§ THE TASK: Leave every image out, and return the rest of the data word for word.

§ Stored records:
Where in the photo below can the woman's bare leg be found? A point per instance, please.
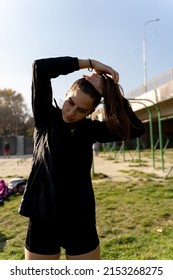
(93, 255)
(32, 256)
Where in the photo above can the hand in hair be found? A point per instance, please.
(97, 81)
(101, 68)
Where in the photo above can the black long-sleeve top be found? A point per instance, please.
(61, 171)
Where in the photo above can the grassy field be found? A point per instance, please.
(134, 220)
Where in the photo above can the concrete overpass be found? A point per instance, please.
(155, 104)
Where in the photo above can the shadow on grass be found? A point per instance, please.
(3, 239)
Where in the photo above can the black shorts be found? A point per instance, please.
(48, 237)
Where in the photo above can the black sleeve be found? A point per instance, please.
(43, 71)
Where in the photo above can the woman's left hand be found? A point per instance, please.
(101, 68)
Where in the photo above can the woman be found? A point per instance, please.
(59, 198)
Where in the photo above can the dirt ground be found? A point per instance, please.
(14, 166)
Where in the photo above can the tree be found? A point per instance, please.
(14, 116)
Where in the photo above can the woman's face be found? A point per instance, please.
(77, 106)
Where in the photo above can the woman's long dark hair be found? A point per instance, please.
(116, 107)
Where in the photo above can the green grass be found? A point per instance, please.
(134, 220)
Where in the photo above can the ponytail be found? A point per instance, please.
(116, 108)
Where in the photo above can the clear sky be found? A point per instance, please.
(111, 31)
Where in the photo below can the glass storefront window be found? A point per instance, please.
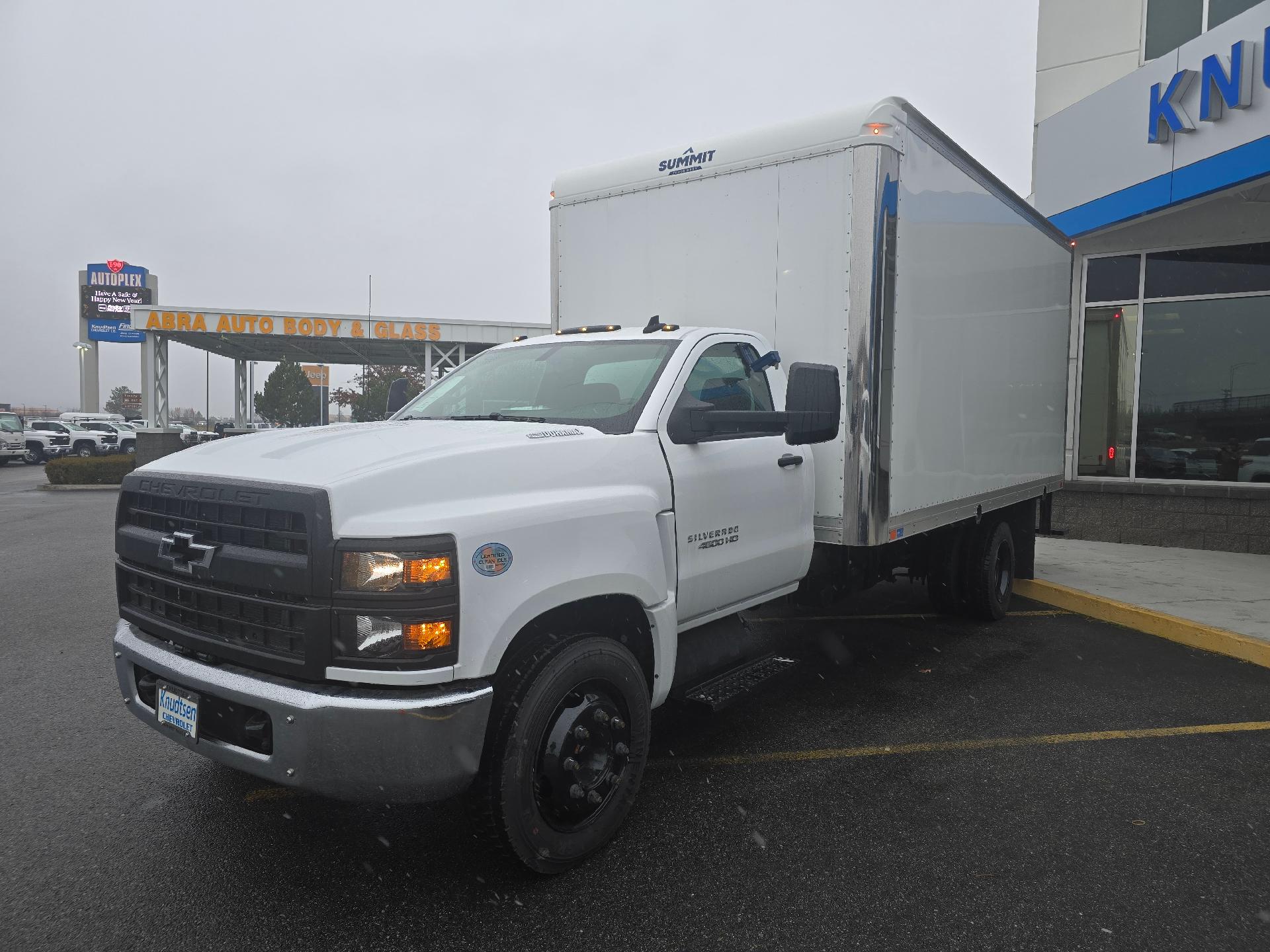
(1170, 23)
(1109, 364)
(1205, 409)
(1113, 278)
(1221, 11)
(1231, 270)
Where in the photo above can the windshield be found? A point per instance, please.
(592, 383)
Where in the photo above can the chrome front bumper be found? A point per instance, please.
(337, 740)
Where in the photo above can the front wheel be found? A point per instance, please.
(564, 752)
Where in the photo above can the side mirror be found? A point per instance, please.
(680, 424)
(399, 395)
(813, 403)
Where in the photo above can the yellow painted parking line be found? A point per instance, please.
(1040, 612)
(958, 746)
(1146, 619)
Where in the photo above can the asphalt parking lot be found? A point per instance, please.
(916, 782)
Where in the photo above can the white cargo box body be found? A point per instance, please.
(869, 240)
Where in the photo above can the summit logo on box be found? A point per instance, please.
(691, 160)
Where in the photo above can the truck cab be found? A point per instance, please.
(564, 506)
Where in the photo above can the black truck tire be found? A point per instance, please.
(564, 752)
(991, 571)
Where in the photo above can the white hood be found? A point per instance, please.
(419, 476)
(324, 456)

§ EXERCISE OUTPUT:
Where in the photo below can the woman's bare leg be found? A point per instance, please.
(93, 255)
(32, 256)
Where in the photo above can the hand in hair be found? A point per instance, please.
(97, 81)
(101, 68)
Where in the photo above can the black long-sleeve top be found? A point per instance, please.
(61, 171)
Where in the photo above can the grassy field be found? A point per instance, please.
(134, 220)
Where in the photo above can the concrete overpass be found? A point per instance, please.
(155, 104)
Where in the photo above can the shadow on grass be found? A point per instance, please.
(3, 239)
Where in the photo above can the black shorts be found? A point per instance, please.
(48, 237)
Where in the photo above can the black sleeve be found? A point per instance, please.
(43, 71)
Where in the photo above can the woman's left hand be found? A point per instance, please.
(101, 68)
Where in the photo above can the woman be found? A point per instance, please.
(59, 198)
Where in the photo above can the dirt ground be found? A point per instance, please.
(14, 166)
Where in the photo above can the tree be found? A point per instance, please.
(14, 116)
Where in the photo above can the woman's face be found? A point per instance, please.
(77, 106)
Where in the photo above can the woman's long dark hair be found? A point per instance, please.
(116, 107)
Where in the photo above can the green grass be found? A point per instance, please.
(134, 220)
Where in the photo above can the ponytail be found? A point per instance, please.
(116, 108)
Where in the photo above can the clear sky be found? A point per instance, please.
(111, 31)
Where in the photo below can the glass storefront window be found? A point per instance, please.
(1170, 23)
(1109, 364)
(1205, 409)
(1113, 278)
(1221, 11)
(1231, 270)
Where in the photo above can the windshield be found? A point per instance, please.
(592, 383)
Where in the photo above can the chrome front bumper be found? A point per instance, please.
(337, 740)
Where in the photo above can the front wheel be found? A point per instance, please.
(564, 752)
Where in the photo above can the side mirror be found? A point per instance, please.
(680, 424)
(399, 395)
(813, 403)
Where in the photo above can the yellow painted parking line be found? A point per instance, please.
(1040, 612)
(958, 746)
(1146, 619)
Where in the photo above can the asphalt parking lot be found? A point per instance, please.
(916, 782)
Where in the photo above can the white cargo box body be found? A point per instance, please.
(869, 240)
Where in the photo above can the summit logo on box be found? A point per instance, please.
(691, 160)
Where in the photo above can the truck cab be found? A point per instance, please.
(564, 506)
Where in the photo above can the black truck tire be found? A point per instance, please.
(564, 752)
(991, 571)
Where in the photo above can the white hood be found? A point per instance, please.
(419, 476)
(324, 456)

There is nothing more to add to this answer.